↓↓↓

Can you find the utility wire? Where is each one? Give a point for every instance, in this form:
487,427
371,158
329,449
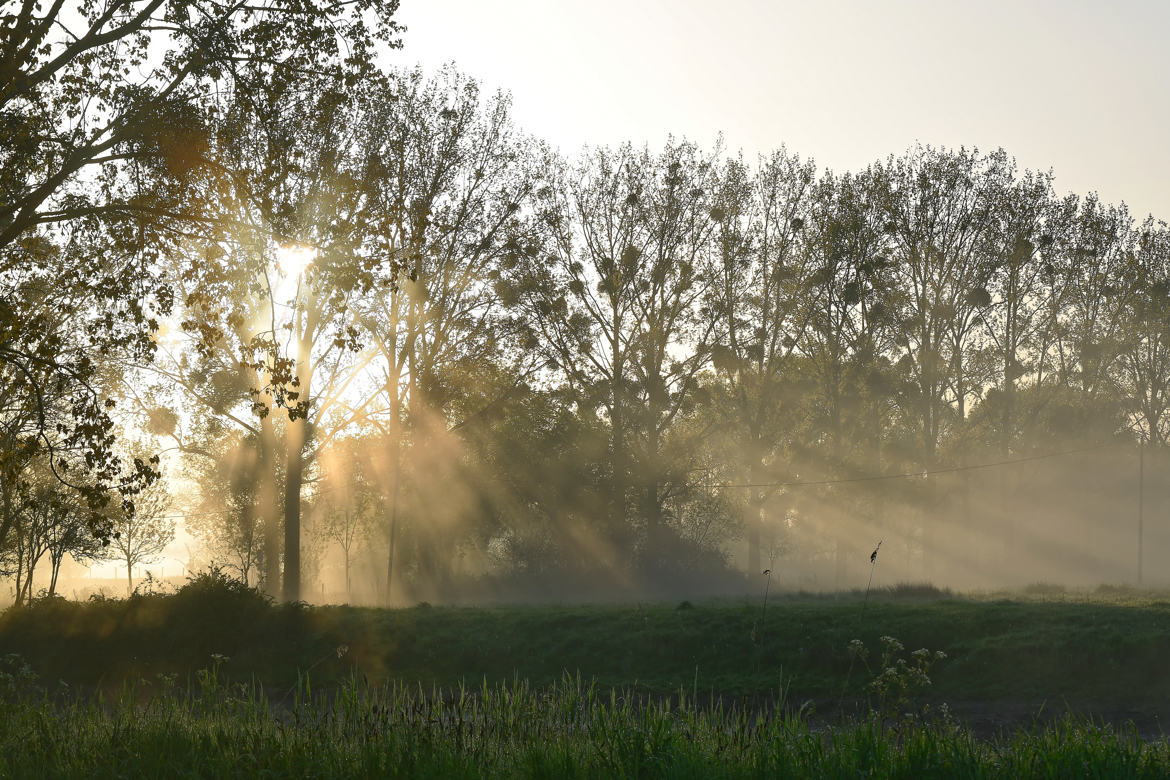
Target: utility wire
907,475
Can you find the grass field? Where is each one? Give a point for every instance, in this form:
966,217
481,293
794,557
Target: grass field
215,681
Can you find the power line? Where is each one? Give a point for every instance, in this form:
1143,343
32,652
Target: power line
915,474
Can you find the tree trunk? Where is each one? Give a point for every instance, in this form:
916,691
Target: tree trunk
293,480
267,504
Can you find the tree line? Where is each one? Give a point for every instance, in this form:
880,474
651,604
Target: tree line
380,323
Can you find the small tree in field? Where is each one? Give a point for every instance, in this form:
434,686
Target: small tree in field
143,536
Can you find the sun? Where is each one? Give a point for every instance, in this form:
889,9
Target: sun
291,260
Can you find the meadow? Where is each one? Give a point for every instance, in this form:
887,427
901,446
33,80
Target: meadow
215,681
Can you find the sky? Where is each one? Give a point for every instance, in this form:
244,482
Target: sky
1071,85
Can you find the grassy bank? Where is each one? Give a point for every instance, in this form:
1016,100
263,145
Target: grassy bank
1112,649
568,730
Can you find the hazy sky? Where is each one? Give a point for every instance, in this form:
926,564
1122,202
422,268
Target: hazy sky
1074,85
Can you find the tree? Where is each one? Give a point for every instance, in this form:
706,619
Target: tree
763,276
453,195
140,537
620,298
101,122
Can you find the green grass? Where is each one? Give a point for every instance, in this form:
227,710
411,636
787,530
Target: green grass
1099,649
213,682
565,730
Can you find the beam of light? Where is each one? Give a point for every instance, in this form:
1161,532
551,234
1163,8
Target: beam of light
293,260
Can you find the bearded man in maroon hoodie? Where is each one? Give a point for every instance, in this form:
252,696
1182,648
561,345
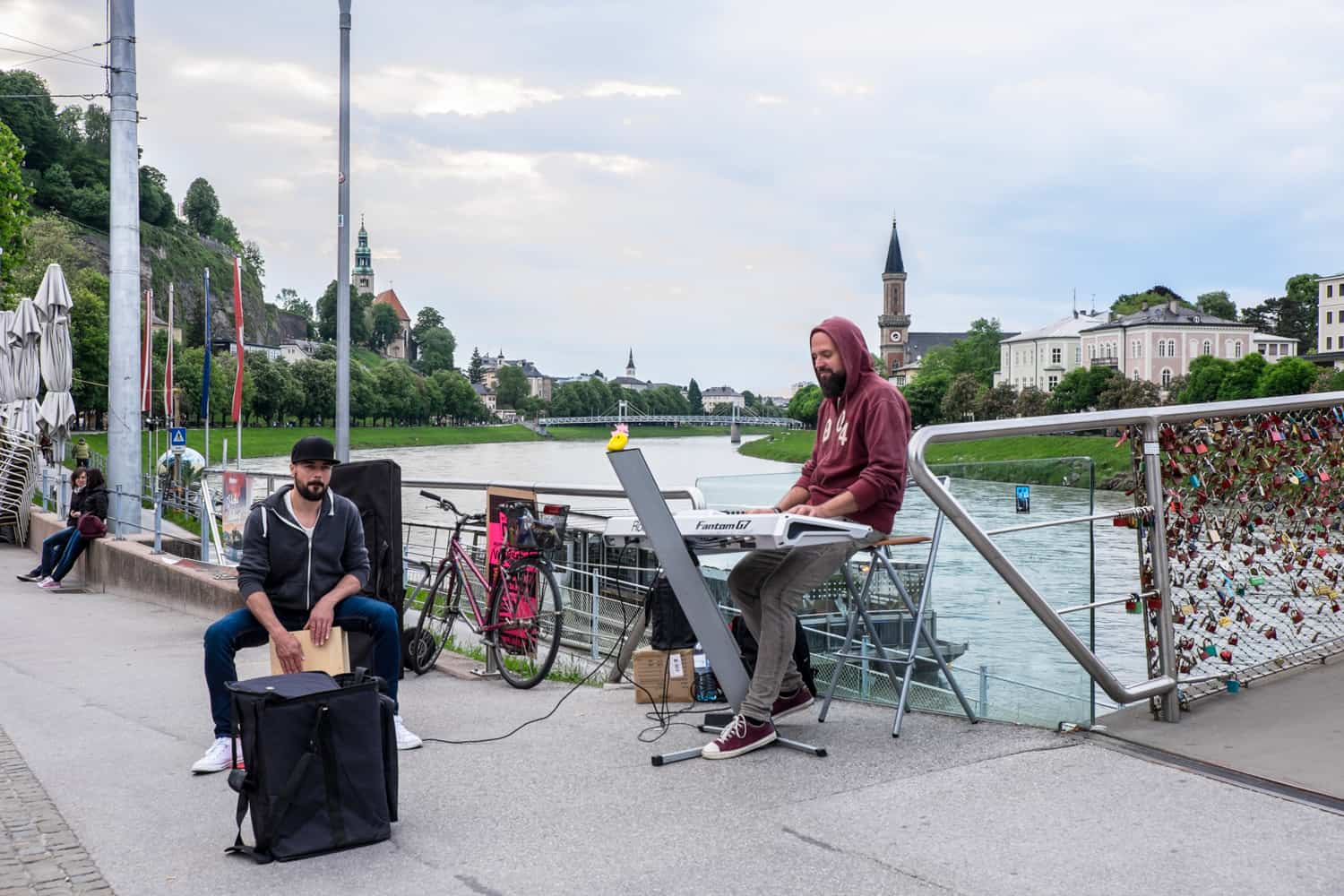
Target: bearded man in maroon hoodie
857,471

↑↑↑

Leaving the pictures out, set down exactly the lines from the one with "Can you find the grass field?" through the end of the records.

Response>
Can you find the grass field? Where is each one? Give a point for every instance, in this form:
966,217
481,293
794,557
Target: grass field
215,681
Can you find the power line? Where is each one? Give a point for every instance, in this form:
1143,343
32,652
Target: power line
915,474
Can you find the tree trunk? Where is each one? Give a point for every instance, in this form:
916,691
Target: tree trunk
293,480
267,504
Can you find the tree line? Where is each one? Give a point for every instance, in this form:
880,474
651,604
Target: tree line
380,323
Can you find the small tree in field? Where is each one? Give a point for every instance, in this form:
434,686
Target: small tree in field
143,536
Can you find the sun? Where is each one? Give a point for every instance, in this form:
889,9
Target: sun
291,260
Can you find the meadow? Where is each one? Give a point for every instance, in this form:
887,427
901,446
33,80
Target: meadow
215,681
Can you find the sky? Where is each one? Give a point for every instance, in this form:
244,482
Target: sky
1071,85
Can you find the grassy bank? Where is each one? Give a point for every instance, in this form:
1016,100
263,145
Target: grassy bank
1112,649
568,730
Can you find the hazy sky? Where is each one? Give a point for every instance, in this form:
926,564
1122,202
422,268
Target: hazy sky
1074,85
Can you find the tree? Where is each one? Give a point for every instance, in this form:
706,619
Target: tree
763,276
453,195
140,537
620,298
101,122
Can you find the green grass? Where is each one? Give a point for every instance, in this form:
227,710
411,636
787,530
Target: green grass
1099,649
213,682
565,730
Can you find the beam of light? Where is each one? Give a point for every instance, in this form:
1161,532
551,234
1163,8
Target: beam of light
293,260
Can you find the bearded man in maroon hoodie? Where is each one? Give a point for every instance, in this form:
252,696
1182,648
561,345
Target: bearded man in maroon hoodie
857,471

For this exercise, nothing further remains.